• Stored dataset items:
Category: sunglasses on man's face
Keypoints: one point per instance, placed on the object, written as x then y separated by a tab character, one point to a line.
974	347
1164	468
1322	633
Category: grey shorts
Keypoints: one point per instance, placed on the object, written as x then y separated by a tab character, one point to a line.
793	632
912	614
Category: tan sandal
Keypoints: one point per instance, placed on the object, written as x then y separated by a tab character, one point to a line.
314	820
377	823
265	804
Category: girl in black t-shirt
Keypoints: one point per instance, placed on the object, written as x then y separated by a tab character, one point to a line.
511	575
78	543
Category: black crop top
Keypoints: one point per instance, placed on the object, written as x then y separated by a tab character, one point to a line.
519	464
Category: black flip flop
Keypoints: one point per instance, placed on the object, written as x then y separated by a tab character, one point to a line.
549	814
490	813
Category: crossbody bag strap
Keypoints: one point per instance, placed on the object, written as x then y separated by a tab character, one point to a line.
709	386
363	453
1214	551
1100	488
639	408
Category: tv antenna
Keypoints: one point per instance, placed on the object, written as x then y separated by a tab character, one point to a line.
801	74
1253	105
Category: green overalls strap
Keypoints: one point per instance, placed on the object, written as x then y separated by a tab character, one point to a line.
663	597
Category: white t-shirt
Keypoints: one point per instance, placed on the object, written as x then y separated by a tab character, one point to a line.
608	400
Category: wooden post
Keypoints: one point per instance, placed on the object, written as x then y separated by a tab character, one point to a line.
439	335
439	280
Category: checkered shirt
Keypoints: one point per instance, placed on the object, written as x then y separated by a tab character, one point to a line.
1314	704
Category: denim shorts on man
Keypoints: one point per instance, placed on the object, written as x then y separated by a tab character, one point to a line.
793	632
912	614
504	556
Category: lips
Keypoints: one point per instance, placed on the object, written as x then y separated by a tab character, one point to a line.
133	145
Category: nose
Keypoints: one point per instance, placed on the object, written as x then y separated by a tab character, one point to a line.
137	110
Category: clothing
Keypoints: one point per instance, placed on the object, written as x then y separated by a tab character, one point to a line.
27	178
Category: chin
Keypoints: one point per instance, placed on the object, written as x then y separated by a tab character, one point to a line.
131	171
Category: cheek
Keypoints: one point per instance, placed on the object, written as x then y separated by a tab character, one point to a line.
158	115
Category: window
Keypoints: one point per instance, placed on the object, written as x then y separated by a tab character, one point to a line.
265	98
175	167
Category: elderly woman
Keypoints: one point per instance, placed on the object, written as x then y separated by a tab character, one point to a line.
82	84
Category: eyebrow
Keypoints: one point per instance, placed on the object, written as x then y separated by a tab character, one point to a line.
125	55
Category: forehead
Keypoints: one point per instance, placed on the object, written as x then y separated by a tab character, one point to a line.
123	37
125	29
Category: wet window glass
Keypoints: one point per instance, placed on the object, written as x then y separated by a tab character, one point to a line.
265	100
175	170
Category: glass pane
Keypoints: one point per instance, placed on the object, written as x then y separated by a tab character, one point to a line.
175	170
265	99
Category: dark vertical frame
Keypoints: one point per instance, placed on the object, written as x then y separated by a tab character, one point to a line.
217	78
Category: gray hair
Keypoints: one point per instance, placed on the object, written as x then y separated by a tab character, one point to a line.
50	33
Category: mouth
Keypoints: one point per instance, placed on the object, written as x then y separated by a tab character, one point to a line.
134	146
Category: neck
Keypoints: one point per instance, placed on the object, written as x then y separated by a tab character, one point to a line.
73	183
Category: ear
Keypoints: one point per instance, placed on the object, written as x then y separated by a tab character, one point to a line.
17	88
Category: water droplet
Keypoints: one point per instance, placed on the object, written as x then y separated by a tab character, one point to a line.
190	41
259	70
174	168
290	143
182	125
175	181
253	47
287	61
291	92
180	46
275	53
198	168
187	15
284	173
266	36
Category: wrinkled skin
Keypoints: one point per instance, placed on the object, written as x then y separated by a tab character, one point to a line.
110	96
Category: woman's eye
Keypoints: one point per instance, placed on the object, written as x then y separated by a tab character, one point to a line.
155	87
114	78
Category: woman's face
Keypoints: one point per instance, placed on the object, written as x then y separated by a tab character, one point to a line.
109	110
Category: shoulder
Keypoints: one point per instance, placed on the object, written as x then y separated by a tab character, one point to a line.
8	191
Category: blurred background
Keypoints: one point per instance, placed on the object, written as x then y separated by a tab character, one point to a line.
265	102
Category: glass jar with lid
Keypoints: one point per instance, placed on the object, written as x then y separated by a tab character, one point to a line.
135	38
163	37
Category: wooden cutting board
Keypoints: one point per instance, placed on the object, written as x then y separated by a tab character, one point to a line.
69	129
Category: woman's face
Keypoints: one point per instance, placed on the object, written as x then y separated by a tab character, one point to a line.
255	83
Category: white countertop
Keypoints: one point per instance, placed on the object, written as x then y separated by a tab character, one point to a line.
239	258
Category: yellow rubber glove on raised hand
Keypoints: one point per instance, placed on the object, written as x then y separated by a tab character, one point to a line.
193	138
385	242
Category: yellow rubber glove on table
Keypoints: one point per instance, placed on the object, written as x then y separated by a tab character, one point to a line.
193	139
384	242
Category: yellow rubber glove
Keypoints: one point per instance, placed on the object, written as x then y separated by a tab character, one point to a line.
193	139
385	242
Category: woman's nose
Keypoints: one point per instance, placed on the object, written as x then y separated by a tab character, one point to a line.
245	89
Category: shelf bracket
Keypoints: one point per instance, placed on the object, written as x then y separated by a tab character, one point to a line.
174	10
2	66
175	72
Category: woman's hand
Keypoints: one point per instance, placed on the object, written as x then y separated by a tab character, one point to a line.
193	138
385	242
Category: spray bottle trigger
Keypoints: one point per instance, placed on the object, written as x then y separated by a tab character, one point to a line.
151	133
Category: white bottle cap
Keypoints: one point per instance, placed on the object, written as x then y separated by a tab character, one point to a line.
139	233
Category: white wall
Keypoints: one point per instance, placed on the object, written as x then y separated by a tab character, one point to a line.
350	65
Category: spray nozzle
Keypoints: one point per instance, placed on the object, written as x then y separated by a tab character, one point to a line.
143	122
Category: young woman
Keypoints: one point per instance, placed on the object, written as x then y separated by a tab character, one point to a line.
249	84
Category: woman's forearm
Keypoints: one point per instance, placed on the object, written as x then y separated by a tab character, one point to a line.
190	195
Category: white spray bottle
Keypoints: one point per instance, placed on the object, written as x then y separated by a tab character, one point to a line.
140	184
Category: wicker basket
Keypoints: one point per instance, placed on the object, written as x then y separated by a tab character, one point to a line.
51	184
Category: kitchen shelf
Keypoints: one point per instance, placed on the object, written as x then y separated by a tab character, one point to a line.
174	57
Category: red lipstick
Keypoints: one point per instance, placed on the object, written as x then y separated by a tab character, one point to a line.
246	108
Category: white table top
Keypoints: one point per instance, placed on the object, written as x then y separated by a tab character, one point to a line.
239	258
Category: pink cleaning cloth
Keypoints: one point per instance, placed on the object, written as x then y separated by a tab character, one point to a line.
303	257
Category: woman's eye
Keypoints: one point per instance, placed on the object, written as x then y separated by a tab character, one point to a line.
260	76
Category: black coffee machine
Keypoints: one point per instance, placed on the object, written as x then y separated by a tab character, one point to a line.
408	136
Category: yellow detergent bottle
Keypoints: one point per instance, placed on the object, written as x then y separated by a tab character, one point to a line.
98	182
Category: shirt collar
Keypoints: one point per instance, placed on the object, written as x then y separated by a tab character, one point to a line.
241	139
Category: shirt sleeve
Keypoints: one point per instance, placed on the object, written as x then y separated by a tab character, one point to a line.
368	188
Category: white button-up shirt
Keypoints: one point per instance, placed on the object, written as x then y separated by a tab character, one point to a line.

• Task prompt:
Reproduce, unchanged, the stretch of the items above from the line containing "Category: red lipstick" through the end of the items.

• Output for this task:
Category: red lipstick
Keypoints: one point per instance, placed on the object, written as x then y separated by a tab character, one point to a line.
246	108
Category: white table top
Keypoints: one point per instance, placed on the object, written as x then y separated by a tab character, one point to a line.
239	258
Category: pink cleaning cloth
Keypoints: one point per instance, placed on the object, written as x then y separated by a tab character, one point to a line.
303	257
Category: woman's eye
Keypoints: one point per instance, placed on the object, written as x then y separated by a tab character, one point to a line.
260	76
Category: black coffee machine
Keypoints: one point per instance, placed on the object, written as x then y separated by a tab character, one point to a line.
408	136
Category: yellow detergent bottle
Keypoints: one point per instance, placed on the object, written as x then y separated by a tab character, one point to a line.
98	182
Category: shirt collar
Keypoints: one point per instance, placed on the object, written as x then y separated by a tab character, one point to a line.
241	139
Category: shirt sleeve
Keypoints: one point per instance, placed on the object, written as x then y separated by a tab character, one point to a line.
368	188
Category: white button-up shirt
Keypoints: one point per instance, placed on the object, written as x then y separated by a tab character, one point to a line.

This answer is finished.